## Begin Document excerpt

Tutorial | Interactive statistics#

Get started#

Exploratory data analysis in Dataiku often begins with the Analyze tool and the Charts tab. When you’re ready to dive deeper, you’ll often want to advance to the Statistics tab.

The Statistics tab of a dataset allows you to generate statistical reports on your data by creating cards within a worksheet.

Objectives#

In this tutorial, you’ll create a variety of statistical reports, including:

Auto-suggested analyses
Descriptive univariate and bivariate analyses
Fit curves and distributions
Multivariate analyses, such as principal component analysis and correlation matrices
Inferential hypothesis testing
Recipe-generated statistics

Prerequisites#

Dataiku 12.0 or later.
An Advanced Analytics Designer or Full Designer user profile.

Create the project#

From the Dataiku Design homepage, click + New Project.
Select Learning projects.
Search for and select Interactive Statistics.
If needed, change the folder into which the project will be installed, and click Install.
From the project homepage, click Go to Flow (or type g + f).

From the Dataiku Design homepage, click + New Project.
Select DSS tutorials.
Filter by ML Practitioner.
Select Interactive Statistics.
From the project homepage, click Go to Flow (or type g + f).

Note

You can also download the starter project from this website and import it as a zip file.

Use case summary#

This tutorial performs EDA tasks on the wine quality dataset from the UCI Machine Learning Repository [1].

The original dataset consists of 12 features (or variables). The starter project includes an additional column through the Stack recipe for a variable type. It indicates whether an observation belongs to the red or white wine category.

The type and quality variables in the dataset are treated as categorical variables, while all other variables are numerical.

Tip

Once you have created the project above, feel free to complete the following walkthroughs of various analyses and tests in any order. They can be completed independent of one another.

Use automatically suggested analyses#

A statistics worksheet allows you to create many kinds of statistical reports. One option is to allow Dataiku to automatically suggest analyses.

## End Document excerpt
## Begin Available data

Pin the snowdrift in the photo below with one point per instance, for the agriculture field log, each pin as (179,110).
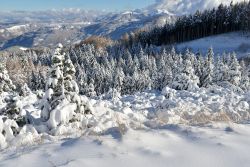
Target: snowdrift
(146,110)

## End Available data

**Tasks for this exercise**
1. According to the interactive statistics tutorial, why does the starter project have one more column than the original wine quality dataset?
2. Extend the interactive statistics tutorial, picking up right after its last sentence.

**Responses for each task**
1. The starter project uses the Stack recipe to add a type variable to the original 12 features. This column indicates whether each observation belongs to the red or white wine category.

2.
This runs a smart assistant to discover patterns in the data by suggesting analyses on variables of interest. This is particularly useful when there are many columns in the dataset or when you need some notion of where to begin your analysis.

Let’s try it now!

From the Flow, open the winequality dataset.
Navigate to the Statistics tab of the dataset.
Click + Create Your First Worksheet.
Select Automatically suggest analyses from the window of possible card types.
Select cards interesting to you, and click Create Selected Cards.

See also

See the reference documentation to learn more about Assisted Data Exploration.

Run univariate and bivariate analyses#

Of course, you can also manually select the statistical report you wish to generate. A common place to begin is exploring distributions of individual or pairs of variables with descriptive statistics.

Univariate analysis#

Univariate analysis is used to compare the data distribution of individual variables.

Let’s use it to see a side-by-side comparison of the variables density, alcohol, and type.

Important

As covered in Concept | Variable types for interactive statistics, remember that the \(\boldsymbol{\#}\) symbol denotes a numerical variable and the \(\mathrm{\mathbf{A}}\) denotes a categorical variable.

From the existing statistics worksheet, click + New Card at the top right.
Select Univariate analysis.
From the list of available variables on the left, drag density, alcohol, and type to the variables to describe section. Alternatively, you can select a variable on the left and click the plus icon.
Click Create Card to let Dataiku create the analyses selected by default.

Important

Dataiku automatically selects the statistical Options to the right that are appropriate for the numerical variables (density and alcohol) and the categorical variable (type). You can deselect any of these options if needed.

In the worksheet, Dataiku creates a card with one section for each variable. The type of statistical chart and descriptive statistic in each section depends on whether the variable is categorical or numerical.

In this case, the categorical variable type displays a categorical histogram, while density and alcohol each display a numerical histogram and box plot insert. Also, a quantile table is applied to the numerical variables, while a frequency table is applied to the categorical variable.

Important

By default, Dataiku computes worksheet statistics on a sample of the first records in your dataset. You can configure this setting by clicking the dropdown arrow next to Sampling and filtering.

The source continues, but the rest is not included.